Entries drawn from a collection

+++

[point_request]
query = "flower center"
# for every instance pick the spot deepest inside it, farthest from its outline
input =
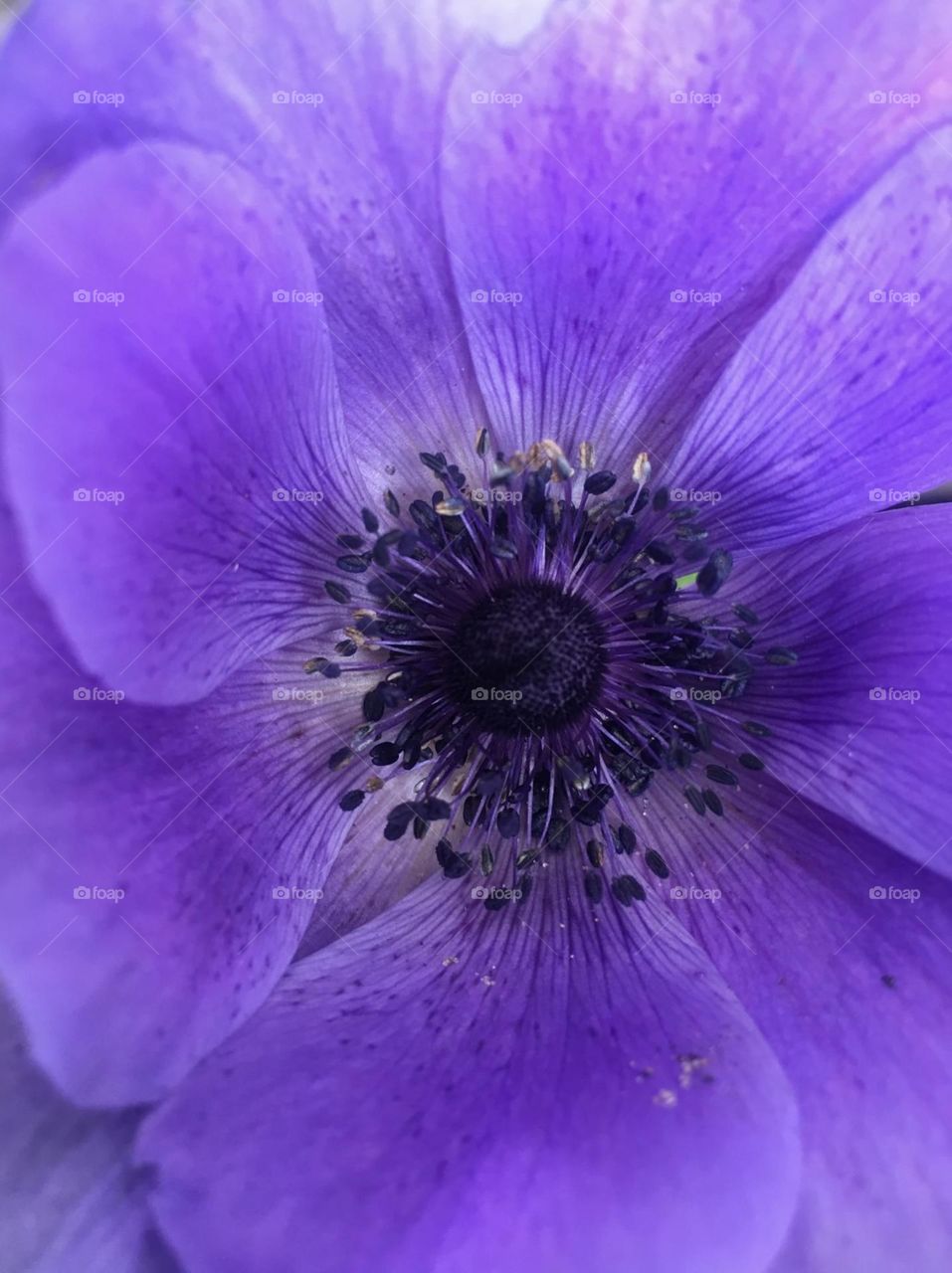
(527, 658)
(540, 645)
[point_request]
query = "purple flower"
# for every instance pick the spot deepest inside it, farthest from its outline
(476, 754)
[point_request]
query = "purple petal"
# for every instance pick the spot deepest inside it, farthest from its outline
(160, 864)
(282, 90)
(69, 1194)
(841, 949)
(456, 1089)
(839, 400)
(162, 419)
(615, 232)
(861, 722)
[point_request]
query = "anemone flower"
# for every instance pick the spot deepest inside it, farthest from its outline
(477, 727)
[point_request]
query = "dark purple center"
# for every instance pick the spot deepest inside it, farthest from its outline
(527, 658)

+++

## Task instructions
Count the lines above that contain the string "query", and reply with only that number.

## Right answer
5